Saved entries:
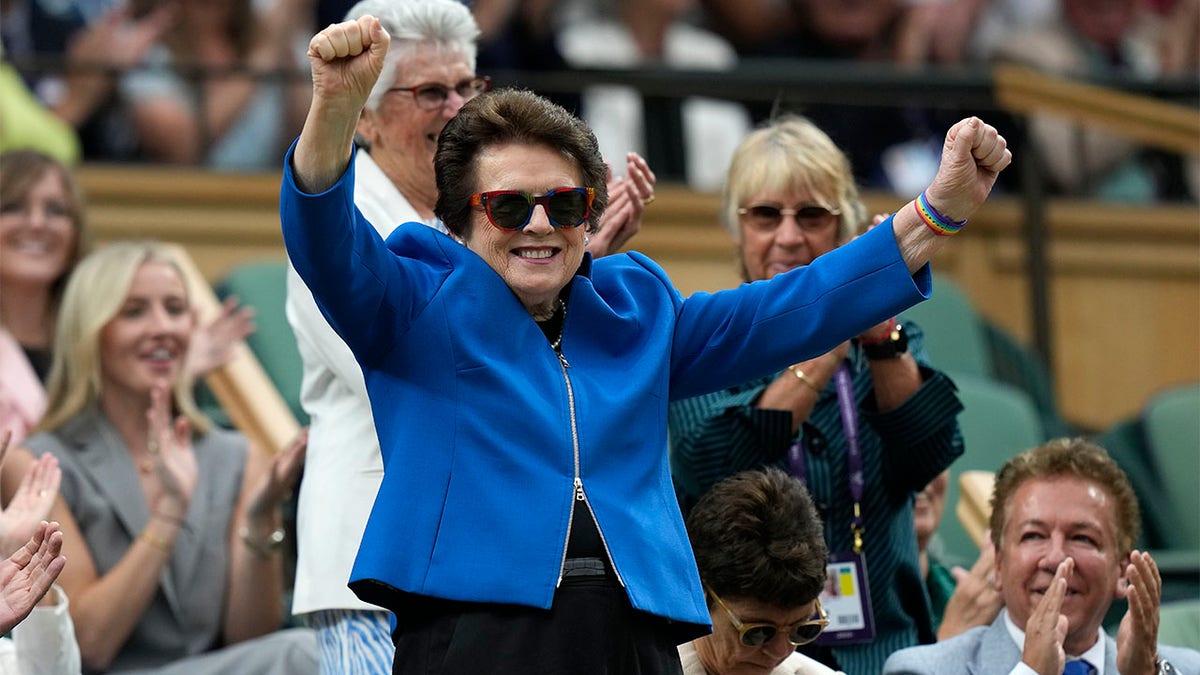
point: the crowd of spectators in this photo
(223, 84)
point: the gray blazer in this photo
(990, 650)
(102, 489)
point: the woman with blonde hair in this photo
(173, 527)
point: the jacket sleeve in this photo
(720, 434)
(369, 293)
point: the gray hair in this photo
(411, 23)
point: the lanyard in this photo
(849, 408)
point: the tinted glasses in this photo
(432, 96)
(513, 209)
(757, 634)
(766, 217)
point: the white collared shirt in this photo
(1095, 655)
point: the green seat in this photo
(954, 330)
(1179, 623)
(999, 420)
(1173, 436)
(263, 286)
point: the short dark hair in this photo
(756, 535)
(1068, 458)
(510, 115)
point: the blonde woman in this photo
(173, 526)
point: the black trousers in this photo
(591, 629)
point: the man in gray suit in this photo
(1063, 523)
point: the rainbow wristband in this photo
(941, 225)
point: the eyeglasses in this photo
(759, 634)
(433, 96)
(511, 209)
(766, 219)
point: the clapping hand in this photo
(1138, 634)
(28, 573)
(976, 601)
(31, 502)
(285, 473)
(213, 342)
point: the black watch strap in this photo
(895, 344)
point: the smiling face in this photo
(723, 652)
(929, 506)
(793, 243)
(403, 136)
(147, 341)
(535, 262)
(1050, 519)
(37, 234)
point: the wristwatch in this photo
(895, 344)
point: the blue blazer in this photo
(485, 434)
(990, 650)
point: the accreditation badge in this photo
(846, 599)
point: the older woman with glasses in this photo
(526, 520)
(761, 554)
(867, 424)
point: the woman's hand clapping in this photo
(31, 502)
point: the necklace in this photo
(558, 341)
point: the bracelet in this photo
(941, 225)
(263, 548)
(808, 381)
(156, 542)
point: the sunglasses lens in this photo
(509, 211)
(805, 633)
(757, 635)
(568, 208)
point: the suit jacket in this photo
(990, 650)
(101, 488)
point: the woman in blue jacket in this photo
(527, 520)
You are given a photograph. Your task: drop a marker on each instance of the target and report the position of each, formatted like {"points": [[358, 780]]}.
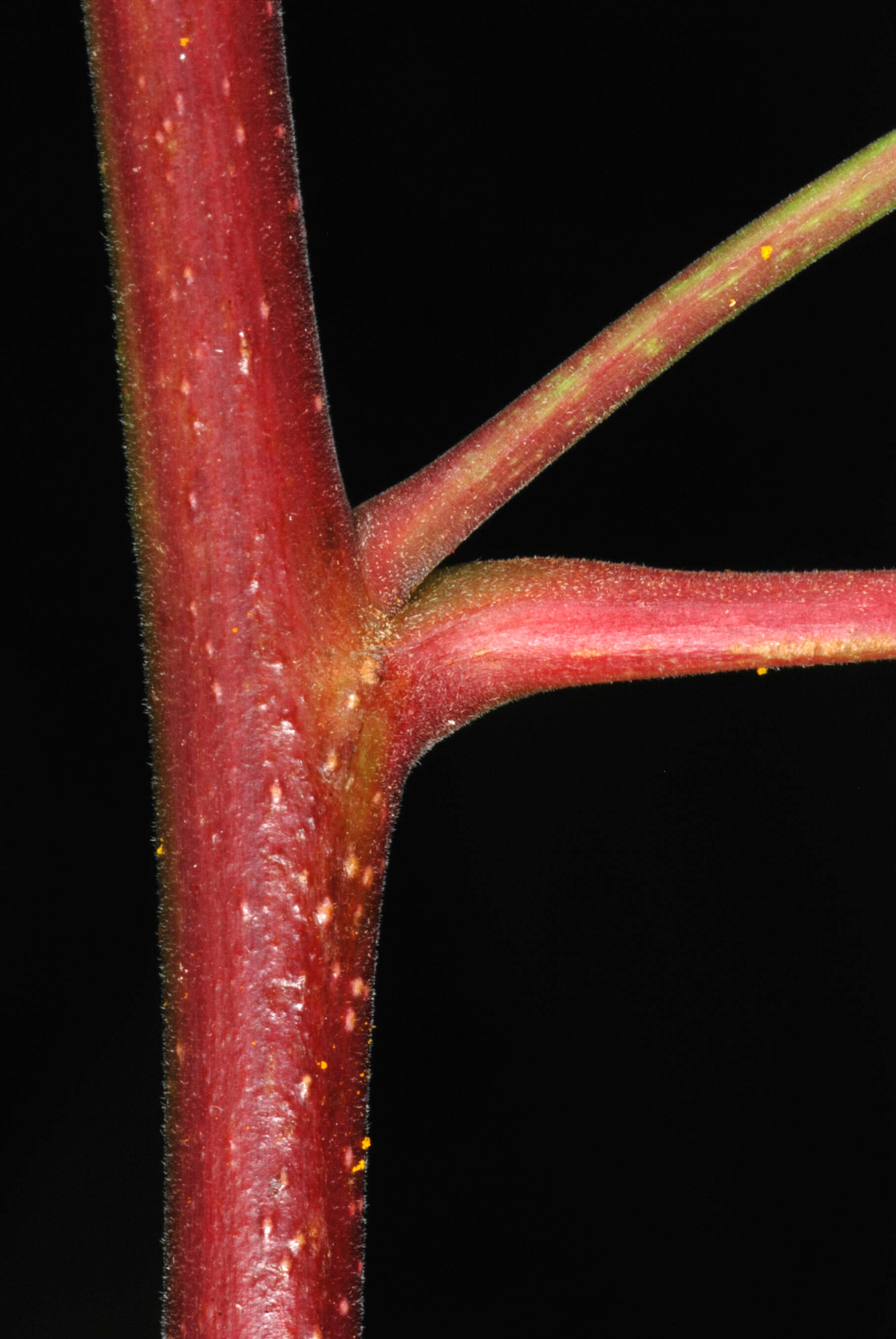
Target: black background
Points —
{"points": [[635, 1062]]}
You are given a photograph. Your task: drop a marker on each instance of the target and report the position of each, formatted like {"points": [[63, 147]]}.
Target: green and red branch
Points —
{"points": [[410, 528], [288, 698]]}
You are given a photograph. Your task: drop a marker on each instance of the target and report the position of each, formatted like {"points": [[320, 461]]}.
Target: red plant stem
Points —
{"points": [[477, 636], [285, 708], [272, 808], [410, 528]]}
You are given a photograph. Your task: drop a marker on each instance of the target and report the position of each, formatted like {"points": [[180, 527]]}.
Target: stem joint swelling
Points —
{"points": [[300, 657]]}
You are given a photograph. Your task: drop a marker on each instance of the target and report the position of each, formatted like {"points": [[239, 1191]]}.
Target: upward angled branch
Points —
{"points": [[409, 529]]}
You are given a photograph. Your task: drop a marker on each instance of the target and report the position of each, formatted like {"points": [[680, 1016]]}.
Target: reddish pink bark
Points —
{"points": [[285, 706], [252, 607], [410, 528], [483, 635]]}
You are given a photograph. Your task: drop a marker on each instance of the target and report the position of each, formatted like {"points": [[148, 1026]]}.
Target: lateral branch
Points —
{"points": [[406, 531], [479, 635]]}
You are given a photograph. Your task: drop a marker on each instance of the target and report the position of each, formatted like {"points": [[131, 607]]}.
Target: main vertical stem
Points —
{"points": [[274, 816]]}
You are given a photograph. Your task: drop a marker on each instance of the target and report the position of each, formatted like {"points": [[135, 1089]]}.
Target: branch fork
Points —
{"points": [[302, 657]]}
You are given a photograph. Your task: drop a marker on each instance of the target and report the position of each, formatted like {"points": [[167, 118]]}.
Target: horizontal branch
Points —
{"points": [[409, 529], [480, 635]]}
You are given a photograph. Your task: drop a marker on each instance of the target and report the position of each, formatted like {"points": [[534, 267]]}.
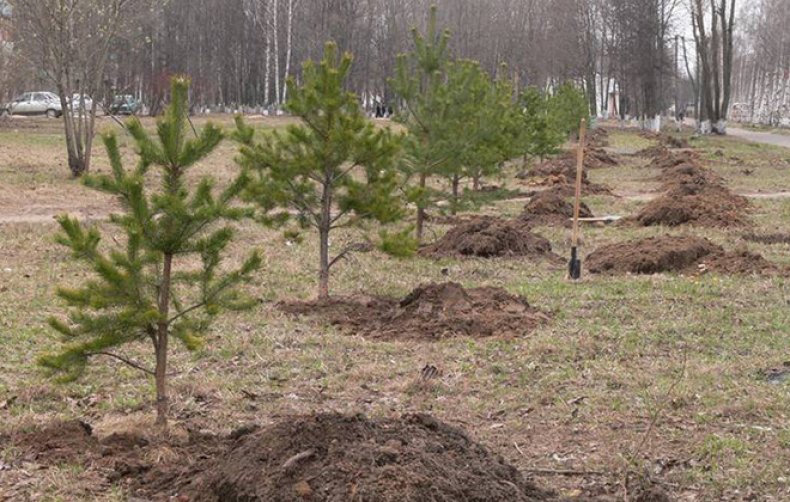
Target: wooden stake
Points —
{"points": [[574, 265], [579, 170]]}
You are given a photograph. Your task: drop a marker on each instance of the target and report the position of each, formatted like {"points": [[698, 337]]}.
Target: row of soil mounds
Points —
{"points": [[489, 237], [692, 194], [551, 208], [560, 172], [675, 254], [321, 457], [430, 312]]}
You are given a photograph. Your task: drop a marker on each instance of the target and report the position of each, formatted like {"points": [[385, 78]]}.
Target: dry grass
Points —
{"points": [[647, 374]]}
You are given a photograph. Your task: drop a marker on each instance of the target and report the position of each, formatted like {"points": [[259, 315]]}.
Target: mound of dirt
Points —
{"points": [[656, 151], [737, 262], [560, 172], [55, 443], [650, 256], [550, 208], [697, 203], [598, 137], [488, 237], [597, 158], [776, 238], [432, 311], [674, 142], [675, 254], [337, 457], [687, 173]]}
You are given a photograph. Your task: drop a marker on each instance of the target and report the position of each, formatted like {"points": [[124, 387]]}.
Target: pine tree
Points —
{"points": [[334, 170], [540, 135], [147, 289], [567, 107], [418, 84]]}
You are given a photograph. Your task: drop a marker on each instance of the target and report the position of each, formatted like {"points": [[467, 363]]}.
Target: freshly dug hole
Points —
{"points": [[488, 237], [551, 208], [697, 203], [331, 457], [430, 312], [676, 254], [651, 255]]}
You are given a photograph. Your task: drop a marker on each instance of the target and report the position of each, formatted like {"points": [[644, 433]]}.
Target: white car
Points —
{"points": [[77, 100], [34, 103]]}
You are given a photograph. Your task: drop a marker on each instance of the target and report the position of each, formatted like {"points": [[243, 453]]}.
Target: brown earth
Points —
{"points": [[775, 238], [674, 254], [655, 151], [337, 458], [488, 237], [697, 203], [693, 195], [430, 312], [314, 457], [551, 208], [598, 138]]}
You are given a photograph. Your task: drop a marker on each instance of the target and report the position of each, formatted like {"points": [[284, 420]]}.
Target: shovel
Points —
{"points": [[575, 265]]}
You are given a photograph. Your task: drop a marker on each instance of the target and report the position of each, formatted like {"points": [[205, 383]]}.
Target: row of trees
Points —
{"points": [[241, 52], [334, 169], [761, 68]]}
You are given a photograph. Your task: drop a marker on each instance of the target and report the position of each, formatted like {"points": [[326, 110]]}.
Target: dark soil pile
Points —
{"points": [[488, 237], [315, 457], [656, 151], [597, 158], [673, 159], [550, 208], [430, 312], [697, 203], [598, 138], [737, 262], [651, 255], [675, 254], [776, 238], [693, 195], [337, 458], [561, 173], [674, 142], [56, 443]]}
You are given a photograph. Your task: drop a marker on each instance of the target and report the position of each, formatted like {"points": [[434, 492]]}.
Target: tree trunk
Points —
{"points": [[276, 56], [456, 183], [421, 210], [323, 237], [288, 48], [162, 335]]}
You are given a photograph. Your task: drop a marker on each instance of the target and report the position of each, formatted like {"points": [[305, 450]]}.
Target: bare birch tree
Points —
{"points": [[70, 41]]}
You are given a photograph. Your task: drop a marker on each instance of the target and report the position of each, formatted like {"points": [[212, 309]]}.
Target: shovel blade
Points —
{"points": [[574, 266]]}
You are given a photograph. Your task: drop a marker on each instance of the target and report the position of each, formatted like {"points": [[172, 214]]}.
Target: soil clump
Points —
{"points": [[430, 312], [550, 208], [489, 237]]}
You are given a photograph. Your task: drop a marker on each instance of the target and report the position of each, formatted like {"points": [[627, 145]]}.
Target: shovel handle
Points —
{"points": [[579, 170]]}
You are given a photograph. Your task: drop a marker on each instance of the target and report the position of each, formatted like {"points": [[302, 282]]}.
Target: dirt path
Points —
{"points": [[760, 137]]}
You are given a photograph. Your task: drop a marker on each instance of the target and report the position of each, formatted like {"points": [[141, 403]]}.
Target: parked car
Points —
{"points": [[124, 105], [34, 103], [77, 99]]}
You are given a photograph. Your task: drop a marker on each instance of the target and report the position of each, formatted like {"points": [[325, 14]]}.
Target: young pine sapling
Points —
{"points": [[333, 170], [151, 288]]}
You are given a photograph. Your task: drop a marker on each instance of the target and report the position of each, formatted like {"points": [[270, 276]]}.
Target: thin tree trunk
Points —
{"points": [[162, 335], [323, 236], [276, 56], [288, 48], [456, 183], [421, 210]]}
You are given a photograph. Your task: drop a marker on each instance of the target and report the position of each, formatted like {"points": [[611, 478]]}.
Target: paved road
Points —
{"points": [[760, 137]]}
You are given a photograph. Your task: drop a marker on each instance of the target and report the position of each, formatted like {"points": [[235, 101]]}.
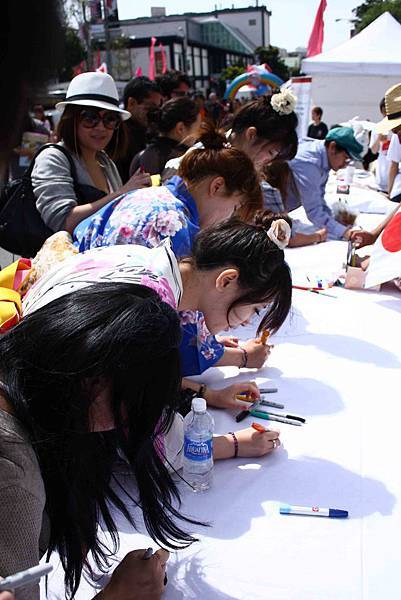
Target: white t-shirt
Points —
{"points": [[383, 164], [394, 155]]}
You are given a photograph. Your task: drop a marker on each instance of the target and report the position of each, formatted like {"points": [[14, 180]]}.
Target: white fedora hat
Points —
{"points": [[93, 89], [392, 101]]}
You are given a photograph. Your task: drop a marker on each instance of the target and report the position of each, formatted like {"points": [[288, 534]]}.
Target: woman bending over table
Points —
{"points": [[235, 271], [213, 183], [90, 379]]}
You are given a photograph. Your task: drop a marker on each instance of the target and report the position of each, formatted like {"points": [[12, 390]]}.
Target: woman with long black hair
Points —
{"points": [[89, 378]]}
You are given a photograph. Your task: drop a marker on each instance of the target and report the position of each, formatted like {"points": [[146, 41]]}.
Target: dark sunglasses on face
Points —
{"points": [[92, 118]]}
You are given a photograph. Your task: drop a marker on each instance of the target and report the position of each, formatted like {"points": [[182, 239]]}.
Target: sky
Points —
{"points": [[290, 24]]}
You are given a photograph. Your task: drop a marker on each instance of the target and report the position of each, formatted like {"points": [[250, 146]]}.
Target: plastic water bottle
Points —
{"points": [[198, 446]]}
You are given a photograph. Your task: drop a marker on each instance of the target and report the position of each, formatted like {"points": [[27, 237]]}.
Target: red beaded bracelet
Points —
{"points": [[244, 358], [235, 443]]}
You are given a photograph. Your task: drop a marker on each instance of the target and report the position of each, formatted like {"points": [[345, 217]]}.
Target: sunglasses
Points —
{"points": [[92, 118]]}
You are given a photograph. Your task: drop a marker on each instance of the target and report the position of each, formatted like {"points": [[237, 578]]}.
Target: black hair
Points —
{"points": [[170, 81], [318, 111], [122, 334], [264, 275], [172, 112], [270, 125], [140, 88], [217, 158], [39, 25]]}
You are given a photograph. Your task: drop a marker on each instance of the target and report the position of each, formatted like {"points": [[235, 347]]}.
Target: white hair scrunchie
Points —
{"points": [[279, 233], [284, 102]]}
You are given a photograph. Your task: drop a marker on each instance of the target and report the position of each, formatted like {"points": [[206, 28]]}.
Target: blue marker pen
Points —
{"points": [[315, 511]]}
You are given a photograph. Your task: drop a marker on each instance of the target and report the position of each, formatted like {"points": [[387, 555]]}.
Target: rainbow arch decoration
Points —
{"points": [[254, 78]]}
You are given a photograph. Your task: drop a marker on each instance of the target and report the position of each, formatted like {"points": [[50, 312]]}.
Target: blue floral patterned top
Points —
{"points": [[145, 217]]}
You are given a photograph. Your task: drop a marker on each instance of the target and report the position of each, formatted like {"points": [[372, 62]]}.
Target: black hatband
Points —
{"points": [[98, 97]]}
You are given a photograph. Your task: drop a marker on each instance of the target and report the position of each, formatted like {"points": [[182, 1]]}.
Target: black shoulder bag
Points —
{"points": [[22, 230]]}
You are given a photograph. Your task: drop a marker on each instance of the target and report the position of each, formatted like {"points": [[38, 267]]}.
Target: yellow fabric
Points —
{"points": [[11, 281]]}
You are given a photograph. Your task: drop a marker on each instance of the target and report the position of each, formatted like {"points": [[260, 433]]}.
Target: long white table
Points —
{"points": [[337, 362]]}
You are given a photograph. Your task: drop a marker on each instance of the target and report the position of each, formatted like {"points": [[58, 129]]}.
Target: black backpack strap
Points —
{"points": [[66, 153]]}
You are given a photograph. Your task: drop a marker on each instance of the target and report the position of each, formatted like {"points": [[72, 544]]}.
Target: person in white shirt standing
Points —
{"points": [[379, 144], [392, 123]]}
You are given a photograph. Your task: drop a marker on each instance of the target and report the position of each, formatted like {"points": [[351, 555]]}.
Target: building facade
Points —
{"points": [[201, 44]]}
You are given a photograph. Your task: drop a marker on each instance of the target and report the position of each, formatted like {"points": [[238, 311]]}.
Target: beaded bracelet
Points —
{"points": [[244, 358], [235, 443]]}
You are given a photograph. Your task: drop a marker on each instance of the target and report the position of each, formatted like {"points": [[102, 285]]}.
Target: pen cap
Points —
{"points": [[199, 405]]}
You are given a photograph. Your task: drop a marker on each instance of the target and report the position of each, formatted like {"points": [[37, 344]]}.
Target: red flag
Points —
{"points": [[102, 68], [152, 70], [164, 58], [79, 69], [315, 43]]}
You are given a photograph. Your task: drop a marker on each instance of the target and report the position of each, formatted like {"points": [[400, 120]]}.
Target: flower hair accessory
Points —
{"points": [[279, 233], [284, 102]]}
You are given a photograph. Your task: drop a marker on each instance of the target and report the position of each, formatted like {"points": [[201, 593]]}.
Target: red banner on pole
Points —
{"points": [[164, 58], [315, 43], [152, 59]]}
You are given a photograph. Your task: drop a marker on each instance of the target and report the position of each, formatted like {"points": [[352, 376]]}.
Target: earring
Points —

Activity
After locating the line that holds "Target: red banner on pole", print it and each line after it through the end of the data, exactly as it stands.

Result of the exercise
Target: red banner on pole
Points —
{"points": [[164, 58], [315, 43], [152, 59]]}
You are given a photograph. Your task: drop a marker on each instance of the target and report the position of each, formatted like {"points": [[352, 376]]}.
Target: earring
Points —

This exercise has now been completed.